Data supplied:
·····
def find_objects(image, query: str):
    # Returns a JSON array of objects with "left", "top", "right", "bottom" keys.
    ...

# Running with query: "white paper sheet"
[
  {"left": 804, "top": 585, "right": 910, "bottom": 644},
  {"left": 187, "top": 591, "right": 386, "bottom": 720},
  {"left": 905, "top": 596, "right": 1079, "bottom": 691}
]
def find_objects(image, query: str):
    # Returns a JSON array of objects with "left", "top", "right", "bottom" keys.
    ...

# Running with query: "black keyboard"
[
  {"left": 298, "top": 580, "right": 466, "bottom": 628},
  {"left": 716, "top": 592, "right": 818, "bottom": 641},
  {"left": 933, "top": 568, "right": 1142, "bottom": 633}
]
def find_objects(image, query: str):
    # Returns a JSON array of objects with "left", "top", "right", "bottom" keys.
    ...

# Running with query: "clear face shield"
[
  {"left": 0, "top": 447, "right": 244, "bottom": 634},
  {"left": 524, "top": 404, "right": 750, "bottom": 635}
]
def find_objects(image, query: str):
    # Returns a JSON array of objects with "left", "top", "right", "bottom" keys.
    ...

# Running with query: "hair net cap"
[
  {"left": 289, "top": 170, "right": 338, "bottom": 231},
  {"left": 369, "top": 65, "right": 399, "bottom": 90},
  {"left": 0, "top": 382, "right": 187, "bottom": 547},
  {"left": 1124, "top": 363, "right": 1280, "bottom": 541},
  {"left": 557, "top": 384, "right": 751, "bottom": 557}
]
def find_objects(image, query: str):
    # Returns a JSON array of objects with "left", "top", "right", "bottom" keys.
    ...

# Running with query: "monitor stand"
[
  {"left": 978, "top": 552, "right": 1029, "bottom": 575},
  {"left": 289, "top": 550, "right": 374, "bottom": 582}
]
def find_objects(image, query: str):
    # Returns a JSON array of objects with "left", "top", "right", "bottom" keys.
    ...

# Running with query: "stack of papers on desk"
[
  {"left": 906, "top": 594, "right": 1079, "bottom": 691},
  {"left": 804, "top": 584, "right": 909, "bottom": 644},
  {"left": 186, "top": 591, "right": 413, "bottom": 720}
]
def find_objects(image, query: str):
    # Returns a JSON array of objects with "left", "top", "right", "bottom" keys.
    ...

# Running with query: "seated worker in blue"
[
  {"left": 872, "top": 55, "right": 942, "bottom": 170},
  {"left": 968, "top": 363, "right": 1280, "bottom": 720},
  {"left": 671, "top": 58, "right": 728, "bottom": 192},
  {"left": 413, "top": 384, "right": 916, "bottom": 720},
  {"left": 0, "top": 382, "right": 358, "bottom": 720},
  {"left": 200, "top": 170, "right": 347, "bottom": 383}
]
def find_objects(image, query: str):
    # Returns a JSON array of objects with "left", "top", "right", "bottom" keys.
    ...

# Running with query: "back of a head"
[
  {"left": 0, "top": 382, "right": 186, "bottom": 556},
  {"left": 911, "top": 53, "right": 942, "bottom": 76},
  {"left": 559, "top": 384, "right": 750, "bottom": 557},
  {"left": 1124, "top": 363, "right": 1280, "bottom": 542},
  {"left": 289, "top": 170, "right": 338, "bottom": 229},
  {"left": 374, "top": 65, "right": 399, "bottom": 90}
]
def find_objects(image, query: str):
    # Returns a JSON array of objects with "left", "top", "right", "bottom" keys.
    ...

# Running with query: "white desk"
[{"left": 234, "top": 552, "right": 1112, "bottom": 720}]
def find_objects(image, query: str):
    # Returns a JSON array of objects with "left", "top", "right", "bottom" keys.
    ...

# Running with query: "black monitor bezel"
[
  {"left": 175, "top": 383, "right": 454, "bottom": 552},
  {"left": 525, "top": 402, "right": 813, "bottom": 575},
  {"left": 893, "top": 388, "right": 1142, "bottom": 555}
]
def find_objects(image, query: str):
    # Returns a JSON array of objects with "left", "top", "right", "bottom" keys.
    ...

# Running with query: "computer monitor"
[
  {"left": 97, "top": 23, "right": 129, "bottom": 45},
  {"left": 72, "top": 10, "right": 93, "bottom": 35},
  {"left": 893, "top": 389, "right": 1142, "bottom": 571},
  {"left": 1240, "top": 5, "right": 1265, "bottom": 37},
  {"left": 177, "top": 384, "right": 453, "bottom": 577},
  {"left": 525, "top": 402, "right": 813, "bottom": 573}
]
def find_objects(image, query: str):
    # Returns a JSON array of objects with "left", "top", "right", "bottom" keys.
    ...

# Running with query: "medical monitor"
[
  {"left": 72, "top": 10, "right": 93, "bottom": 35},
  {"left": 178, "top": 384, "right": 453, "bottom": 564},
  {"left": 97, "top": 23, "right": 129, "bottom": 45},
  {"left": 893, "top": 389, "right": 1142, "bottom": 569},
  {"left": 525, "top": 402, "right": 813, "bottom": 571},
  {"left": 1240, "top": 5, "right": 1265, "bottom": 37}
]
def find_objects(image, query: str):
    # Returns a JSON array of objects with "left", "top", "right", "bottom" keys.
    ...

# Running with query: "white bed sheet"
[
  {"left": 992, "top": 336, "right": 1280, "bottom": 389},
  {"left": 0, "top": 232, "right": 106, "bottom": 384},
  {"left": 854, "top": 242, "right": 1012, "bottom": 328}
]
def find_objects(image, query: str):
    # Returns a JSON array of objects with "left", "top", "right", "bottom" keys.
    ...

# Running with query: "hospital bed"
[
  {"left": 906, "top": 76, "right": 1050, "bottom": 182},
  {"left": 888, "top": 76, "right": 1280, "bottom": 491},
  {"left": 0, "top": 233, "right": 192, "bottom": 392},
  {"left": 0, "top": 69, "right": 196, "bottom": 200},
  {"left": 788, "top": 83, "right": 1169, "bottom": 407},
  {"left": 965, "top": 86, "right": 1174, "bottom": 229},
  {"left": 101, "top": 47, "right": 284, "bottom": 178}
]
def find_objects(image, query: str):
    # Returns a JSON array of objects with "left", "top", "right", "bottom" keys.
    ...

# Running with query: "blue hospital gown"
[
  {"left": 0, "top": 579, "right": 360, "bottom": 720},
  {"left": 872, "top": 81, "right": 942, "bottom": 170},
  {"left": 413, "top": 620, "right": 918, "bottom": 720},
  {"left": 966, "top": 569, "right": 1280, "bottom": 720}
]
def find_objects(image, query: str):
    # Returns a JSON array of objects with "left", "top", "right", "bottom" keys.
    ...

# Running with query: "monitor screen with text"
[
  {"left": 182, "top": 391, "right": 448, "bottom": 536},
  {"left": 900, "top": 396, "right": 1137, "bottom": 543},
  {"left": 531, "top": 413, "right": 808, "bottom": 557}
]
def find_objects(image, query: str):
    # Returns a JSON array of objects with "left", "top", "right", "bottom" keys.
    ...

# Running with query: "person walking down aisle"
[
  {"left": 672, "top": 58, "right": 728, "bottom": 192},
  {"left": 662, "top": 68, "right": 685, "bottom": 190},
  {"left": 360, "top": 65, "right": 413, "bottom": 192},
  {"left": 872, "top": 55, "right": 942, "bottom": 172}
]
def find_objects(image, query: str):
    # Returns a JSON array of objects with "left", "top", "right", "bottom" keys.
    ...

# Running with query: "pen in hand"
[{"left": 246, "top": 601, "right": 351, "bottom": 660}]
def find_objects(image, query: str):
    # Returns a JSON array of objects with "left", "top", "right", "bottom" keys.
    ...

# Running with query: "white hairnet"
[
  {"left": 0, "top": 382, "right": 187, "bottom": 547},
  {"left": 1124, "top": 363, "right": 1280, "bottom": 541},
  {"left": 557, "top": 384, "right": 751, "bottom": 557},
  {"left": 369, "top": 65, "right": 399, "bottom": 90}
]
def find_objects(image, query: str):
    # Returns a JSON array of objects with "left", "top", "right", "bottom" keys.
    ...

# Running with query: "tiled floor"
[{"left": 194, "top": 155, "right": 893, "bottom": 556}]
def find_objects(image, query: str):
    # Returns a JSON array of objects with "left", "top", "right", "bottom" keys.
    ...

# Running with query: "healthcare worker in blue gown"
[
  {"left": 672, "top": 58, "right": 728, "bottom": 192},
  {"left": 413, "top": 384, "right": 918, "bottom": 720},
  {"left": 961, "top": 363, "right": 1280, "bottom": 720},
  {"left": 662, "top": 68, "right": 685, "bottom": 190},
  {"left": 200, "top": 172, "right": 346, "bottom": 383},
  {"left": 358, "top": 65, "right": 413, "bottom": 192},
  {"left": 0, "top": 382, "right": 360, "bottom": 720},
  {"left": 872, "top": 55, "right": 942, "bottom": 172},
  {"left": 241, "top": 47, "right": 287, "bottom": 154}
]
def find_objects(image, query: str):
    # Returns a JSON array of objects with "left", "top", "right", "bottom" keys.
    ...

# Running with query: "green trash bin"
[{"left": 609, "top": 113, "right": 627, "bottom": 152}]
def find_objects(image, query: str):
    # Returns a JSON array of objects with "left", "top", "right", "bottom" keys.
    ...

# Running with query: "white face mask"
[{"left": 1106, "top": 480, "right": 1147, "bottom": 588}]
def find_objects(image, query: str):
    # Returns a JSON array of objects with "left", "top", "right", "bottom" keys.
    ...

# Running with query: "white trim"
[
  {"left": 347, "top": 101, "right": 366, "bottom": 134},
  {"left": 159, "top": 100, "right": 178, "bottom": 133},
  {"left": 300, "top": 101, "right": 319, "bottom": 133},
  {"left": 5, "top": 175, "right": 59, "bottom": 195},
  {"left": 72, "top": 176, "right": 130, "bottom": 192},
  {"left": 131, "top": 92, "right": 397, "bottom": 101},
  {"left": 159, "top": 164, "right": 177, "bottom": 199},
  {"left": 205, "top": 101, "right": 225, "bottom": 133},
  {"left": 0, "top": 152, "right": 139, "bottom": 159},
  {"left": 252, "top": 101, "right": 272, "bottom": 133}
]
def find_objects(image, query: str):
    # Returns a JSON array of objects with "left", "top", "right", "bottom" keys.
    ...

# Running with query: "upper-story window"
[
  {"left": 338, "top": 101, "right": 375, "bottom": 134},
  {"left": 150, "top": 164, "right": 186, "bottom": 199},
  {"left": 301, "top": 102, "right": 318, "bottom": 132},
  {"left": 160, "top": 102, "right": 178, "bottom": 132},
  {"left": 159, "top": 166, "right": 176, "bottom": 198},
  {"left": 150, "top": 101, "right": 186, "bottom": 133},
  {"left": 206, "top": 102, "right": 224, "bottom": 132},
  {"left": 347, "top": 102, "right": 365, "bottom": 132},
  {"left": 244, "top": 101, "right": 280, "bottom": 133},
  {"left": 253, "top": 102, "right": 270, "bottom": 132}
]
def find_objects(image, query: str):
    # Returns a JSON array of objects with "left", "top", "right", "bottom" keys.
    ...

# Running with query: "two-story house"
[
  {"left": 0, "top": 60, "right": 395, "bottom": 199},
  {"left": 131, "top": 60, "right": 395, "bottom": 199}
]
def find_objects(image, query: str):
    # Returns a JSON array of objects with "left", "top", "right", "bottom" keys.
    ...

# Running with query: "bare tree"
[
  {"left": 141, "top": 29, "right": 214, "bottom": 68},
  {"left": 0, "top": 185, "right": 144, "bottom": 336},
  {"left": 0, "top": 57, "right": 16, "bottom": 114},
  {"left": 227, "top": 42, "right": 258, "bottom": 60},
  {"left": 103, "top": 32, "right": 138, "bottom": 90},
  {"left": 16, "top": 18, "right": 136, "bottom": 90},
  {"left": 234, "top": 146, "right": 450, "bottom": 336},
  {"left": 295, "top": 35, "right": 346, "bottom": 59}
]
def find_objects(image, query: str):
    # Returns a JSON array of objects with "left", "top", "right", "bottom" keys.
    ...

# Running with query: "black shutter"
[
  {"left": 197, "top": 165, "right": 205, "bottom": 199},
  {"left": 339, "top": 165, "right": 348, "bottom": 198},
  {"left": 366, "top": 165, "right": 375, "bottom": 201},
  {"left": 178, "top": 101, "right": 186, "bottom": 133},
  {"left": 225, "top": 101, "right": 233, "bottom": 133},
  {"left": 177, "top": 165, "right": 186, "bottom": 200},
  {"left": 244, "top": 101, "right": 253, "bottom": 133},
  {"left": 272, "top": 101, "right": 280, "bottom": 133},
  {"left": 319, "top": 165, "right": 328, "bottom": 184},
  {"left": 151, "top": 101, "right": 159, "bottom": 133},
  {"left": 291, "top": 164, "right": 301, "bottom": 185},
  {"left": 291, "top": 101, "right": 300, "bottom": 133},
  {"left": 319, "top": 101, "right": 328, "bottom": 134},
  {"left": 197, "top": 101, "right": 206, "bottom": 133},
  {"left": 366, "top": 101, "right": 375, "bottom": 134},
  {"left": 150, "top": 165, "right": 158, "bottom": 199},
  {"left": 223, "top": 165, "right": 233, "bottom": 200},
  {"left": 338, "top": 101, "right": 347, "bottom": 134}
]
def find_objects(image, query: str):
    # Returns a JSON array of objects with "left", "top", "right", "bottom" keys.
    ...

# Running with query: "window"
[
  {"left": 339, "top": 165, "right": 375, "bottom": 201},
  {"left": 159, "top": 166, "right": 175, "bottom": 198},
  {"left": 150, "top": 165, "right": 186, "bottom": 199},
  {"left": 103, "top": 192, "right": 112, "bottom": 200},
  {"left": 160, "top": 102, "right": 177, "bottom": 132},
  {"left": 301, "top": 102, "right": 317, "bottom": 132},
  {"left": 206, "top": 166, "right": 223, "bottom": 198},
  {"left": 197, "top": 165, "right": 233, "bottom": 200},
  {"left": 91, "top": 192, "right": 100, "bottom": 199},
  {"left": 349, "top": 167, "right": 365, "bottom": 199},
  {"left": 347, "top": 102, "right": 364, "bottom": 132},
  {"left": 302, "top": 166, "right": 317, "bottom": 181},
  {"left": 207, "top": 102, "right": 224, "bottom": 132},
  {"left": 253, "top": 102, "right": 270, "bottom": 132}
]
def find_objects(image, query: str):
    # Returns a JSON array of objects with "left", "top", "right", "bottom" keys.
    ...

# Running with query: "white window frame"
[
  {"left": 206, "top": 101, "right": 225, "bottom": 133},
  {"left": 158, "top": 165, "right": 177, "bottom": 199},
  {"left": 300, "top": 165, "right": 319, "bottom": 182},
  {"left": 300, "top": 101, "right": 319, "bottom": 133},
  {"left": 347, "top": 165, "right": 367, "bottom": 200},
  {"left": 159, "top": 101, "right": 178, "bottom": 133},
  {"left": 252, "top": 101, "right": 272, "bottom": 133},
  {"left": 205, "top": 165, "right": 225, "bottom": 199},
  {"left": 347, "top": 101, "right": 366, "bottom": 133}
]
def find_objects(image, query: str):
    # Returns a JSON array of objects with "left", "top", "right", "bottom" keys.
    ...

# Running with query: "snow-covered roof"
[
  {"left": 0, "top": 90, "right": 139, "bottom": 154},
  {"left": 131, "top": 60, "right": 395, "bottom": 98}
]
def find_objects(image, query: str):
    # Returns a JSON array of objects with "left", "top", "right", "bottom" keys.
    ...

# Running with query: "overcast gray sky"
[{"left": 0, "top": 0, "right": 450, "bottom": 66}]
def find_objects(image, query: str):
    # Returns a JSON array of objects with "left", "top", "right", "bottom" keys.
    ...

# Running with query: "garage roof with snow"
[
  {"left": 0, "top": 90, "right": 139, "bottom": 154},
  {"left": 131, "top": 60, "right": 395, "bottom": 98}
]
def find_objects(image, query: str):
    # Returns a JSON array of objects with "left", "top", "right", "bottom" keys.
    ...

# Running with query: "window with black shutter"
·····
Task directions:
Pick out each line from the entries above that contains the string "story" and copy it.

Output of the exercise:
# Running with query: "upper-story window"
# Running with query: "two-story house"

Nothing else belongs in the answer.